[START OF DATASET ROWS]

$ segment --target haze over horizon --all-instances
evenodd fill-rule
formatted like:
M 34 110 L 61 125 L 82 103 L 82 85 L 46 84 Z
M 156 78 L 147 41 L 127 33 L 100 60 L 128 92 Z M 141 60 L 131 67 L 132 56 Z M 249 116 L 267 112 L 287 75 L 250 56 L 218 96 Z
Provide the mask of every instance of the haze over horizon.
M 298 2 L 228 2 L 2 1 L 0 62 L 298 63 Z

[END OF DATASET ROWS]

- STATED PROBLEM -
Copy out every line of the rows above verbatim.

- REPLY TO THE TASK -
$ segment --target haze over horizon --all-instances
evenodd fill-rule
formatted like:
M 34 110 L 61 125 L 82 103 L 82 85 L 46 84 Z
M 156 78 L 147 41 L 127 33 L 100 60 L 128 92 Z M 141 60 L 131 67 L 132 56 Z M 249 116 L 267 112 L 287 75 L 250 56 L 218 96 Z
Provide the mask of every instance of the haze over horizon.
M 298 2 L 228 2 L 2 1 L 0 62 L 298 63 Z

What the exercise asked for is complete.